_Passage given_
────────────────

Wednesday, May 31, 2006

Tips for employers

So you want to employ or appoint an archivist, perhaps at a senior level?

You have come to the right place. The Society of Qualified Archivists can help you. We hope the following tips in the form of questions and answers will assist.

Does an archivist or manager of an archives service have to professionally qualified?

Not at all. Feel free to appoint a librarian, academic, amateur historian or any so-called archivist touting for business out there. The National Archives and other national archives institutions employ a mixture of such people. The National Archives is headed by a general manager and Cambridgeshire and Kent County Councils have recently appointed library professionals to run their archive services (not surprising since the interview panels were made up of librarians).

Naturally, we in SQA recommend you appoint a qualified, professional archivist but of course we are biased. We just think qualified archivists can do a better job. Like not mess up your archives. Would you appoint a librarian or failed academic to run your legal section? Of course not.

Is there such a thing as a qualified archivist?

Believe it or not, yes. One can become a qualified archivist by attending one of several university courses or by distance learning. The qualification is normally termed the postgraduate diploma in archive administration. Some qualified archivists also hold masters’ degrees in archive administration although it is the diploma component that counts as the professional qualification.

Should I pay a qualified archivist with the postgraduate diploma in archive administration the same as an archivist with a master’s degree in archive administration?

Not when you can save money. The archivist with the diploma as we have seen is equally qualified but under most employers’ guidelines the archivist with the master’s degree is entitled to an increment. Thus the latter might earn more than the former even where the former has equal or more experience. That should keep your staff on their toes!

────────────────

_Task A_
Print the portion of the employer tips from "Not at all." to "Of course not." word for word.

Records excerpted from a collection
────────────────

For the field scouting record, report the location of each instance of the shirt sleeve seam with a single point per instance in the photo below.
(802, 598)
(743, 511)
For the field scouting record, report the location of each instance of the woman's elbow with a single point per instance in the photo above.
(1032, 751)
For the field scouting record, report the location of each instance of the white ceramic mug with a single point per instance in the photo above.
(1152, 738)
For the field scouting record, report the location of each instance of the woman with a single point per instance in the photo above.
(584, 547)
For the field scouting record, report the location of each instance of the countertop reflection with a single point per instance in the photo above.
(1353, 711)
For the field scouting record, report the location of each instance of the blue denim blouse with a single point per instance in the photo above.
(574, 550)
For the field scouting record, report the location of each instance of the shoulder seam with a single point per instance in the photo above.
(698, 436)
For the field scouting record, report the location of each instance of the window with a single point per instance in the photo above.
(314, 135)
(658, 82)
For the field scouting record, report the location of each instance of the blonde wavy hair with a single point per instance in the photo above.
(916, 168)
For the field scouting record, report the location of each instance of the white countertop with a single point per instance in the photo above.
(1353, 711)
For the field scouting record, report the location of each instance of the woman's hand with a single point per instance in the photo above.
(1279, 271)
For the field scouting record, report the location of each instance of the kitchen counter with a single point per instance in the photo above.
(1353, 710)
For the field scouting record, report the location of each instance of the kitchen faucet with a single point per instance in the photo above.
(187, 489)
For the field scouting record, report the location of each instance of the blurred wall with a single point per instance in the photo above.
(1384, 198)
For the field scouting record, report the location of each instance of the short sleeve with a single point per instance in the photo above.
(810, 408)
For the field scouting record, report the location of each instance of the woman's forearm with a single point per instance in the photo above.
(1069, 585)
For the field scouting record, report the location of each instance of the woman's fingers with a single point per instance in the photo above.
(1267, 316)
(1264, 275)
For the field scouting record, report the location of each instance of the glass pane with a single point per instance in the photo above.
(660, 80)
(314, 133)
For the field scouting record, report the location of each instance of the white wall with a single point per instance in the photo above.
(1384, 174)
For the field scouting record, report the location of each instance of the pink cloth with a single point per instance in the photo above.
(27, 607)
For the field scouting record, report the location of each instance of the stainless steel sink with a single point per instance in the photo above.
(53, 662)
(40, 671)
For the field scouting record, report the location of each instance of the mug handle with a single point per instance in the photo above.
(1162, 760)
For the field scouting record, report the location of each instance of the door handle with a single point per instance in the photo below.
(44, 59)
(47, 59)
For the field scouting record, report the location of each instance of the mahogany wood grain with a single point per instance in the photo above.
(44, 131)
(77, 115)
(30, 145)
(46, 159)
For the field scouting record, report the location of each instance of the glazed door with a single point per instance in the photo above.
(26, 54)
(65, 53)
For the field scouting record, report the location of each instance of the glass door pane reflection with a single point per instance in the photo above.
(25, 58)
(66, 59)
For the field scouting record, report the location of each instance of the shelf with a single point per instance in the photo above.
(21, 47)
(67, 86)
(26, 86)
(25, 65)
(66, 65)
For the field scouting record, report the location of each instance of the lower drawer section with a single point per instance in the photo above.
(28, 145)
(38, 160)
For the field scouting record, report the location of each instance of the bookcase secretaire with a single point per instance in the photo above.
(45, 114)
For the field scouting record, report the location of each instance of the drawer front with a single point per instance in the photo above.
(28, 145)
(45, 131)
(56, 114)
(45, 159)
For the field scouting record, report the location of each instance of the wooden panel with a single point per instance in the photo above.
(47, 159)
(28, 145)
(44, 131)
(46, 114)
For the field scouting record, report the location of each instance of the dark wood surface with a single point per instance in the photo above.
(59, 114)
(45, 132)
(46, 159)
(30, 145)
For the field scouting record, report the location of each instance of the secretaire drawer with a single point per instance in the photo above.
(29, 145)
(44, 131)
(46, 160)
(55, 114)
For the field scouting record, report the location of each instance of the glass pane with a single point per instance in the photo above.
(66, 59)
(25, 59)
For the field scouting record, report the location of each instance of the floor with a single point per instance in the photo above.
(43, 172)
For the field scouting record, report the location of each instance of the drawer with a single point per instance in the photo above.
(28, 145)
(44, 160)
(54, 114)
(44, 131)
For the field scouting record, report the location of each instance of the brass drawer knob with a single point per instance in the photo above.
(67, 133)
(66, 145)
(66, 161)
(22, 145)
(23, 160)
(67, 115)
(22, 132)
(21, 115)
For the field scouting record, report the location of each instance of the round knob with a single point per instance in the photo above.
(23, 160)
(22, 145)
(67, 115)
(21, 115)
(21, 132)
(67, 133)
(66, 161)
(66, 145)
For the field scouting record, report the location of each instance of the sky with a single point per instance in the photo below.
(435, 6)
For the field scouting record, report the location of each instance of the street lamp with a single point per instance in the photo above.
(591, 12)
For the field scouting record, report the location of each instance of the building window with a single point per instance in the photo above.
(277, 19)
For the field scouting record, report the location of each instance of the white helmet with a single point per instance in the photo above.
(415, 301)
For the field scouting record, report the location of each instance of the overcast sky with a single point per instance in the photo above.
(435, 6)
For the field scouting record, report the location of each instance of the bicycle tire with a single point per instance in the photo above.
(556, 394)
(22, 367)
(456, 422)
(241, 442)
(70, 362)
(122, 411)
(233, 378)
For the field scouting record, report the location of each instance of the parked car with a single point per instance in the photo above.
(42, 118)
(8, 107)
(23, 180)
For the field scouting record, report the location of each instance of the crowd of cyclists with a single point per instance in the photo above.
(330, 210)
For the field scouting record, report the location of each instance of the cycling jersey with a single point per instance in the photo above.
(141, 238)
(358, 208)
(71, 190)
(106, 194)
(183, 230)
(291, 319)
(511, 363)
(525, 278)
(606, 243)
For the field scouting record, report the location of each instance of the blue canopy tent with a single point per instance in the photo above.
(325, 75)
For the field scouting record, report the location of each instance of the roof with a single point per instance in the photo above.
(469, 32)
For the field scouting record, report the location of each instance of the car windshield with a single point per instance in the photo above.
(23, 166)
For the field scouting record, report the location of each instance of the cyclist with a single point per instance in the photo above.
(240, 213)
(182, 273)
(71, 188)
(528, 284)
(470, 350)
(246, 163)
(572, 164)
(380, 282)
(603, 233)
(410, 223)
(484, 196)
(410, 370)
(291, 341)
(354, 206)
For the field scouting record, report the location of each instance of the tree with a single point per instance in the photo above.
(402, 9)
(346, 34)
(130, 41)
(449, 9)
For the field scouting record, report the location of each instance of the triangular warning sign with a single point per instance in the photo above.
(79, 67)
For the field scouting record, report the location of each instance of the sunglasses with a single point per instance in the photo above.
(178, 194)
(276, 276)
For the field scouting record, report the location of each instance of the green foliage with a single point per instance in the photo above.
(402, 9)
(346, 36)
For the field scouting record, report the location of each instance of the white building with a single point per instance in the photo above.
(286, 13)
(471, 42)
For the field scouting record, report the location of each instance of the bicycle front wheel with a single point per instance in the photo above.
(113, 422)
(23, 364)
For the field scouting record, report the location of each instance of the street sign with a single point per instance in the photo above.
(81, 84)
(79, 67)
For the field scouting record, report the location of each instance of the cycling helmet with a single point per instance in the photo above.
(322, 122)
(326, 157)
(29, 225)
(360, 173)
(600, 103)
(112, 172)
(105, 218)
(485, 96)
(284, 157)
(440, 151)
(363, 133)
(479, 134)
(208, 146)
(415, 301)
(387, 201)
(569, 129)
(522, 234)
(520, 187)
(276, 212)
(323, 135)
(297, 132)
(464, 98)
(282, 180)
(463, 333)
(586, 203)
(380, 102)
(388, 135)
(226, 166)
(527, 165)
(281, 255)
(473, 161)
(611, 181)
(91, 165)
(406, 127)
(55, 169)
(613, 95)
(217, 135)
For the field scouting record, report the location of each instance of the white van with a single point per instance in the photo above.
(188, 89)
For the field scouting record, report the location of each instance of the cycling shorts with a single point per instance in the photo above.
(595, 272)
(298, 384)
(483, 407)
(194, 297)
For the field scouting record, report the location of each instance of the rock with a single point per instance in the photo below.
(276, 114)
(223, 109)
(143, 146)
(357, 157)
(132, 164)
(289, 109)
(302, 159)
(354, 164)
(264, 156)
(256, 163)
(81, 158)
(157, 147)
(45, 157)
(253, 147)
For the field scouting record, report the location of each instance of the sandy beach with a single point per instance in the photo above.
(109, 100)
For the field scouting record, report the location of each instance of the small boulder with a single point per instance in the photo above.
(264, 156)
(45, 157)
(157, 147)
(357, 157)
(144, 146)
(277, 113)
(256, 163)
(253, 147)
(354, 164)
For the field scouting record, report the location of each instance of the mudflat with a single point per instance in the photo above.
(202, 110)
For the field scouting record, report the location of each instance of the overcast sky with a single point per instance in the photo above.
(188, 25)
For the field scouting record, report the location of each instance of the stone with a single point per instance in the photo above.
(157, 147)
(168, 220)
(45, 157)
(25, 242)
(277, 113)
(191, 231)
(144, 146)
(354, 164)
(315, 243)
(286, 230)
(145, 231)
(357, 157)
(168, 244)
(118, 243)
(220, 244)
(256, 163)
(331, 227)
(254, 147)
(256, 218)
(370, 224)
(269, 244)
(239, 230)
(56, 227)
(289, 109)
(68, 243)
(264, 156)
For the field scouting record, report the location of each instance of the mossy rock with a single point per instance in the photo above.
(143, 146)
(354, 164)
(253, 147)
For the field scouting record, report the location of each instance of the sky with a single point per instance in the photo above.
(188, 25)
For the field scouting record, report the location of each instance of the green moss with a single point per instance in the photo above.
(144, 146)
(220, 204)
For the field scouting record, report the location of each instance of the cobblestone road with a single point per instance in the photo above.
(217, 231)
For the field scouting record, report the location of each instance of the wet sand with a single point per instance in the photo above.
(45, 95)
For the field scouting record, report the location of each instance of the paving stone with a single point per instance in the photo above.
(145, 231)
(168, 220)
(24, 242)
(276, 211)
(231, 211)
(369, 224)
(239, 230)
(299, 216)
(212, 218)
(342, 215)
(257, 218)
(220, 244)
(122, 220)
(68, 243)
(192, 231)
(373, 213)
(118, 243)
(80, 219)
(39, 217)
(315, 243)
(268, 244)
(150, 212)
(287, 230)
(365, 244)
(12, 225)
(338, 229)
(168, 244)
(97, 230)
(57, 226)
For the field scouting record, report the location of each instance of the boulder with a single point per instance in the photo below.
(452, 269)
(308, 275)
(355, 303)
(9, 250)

────────────────

_Task B_
Identify every line in the rows above that contains the word "green", and copy each of those lines in full.

_Written solution A_
Not at all. Feel free to appoint a librarian, academic, amateur historian or any so-called archivist touting for business out there. The National Archives and other national archives institutions employ a mixture of such people. The National Archives is headed by a general manager and Cambridgeshire and Kent County Councils have recently appointed library professionals to run their archive services (not surprising since the interview panels were made up of librarians).

Naturally, we in SQA recommend you appoint a qualified, professional archivist but of course we are biased. We just think qualified archivists can do a better job. Like not mess up your archives. Would you appoint a librarian or failed academic to run your legal section? Of course not.

_Written solution B_
For the field scouting record, report the location of each instance of the green foliage with a single point per instance in the photo above.
For the field scouting record, report the location of each instance of the green moss with a single point per instance in the photo above.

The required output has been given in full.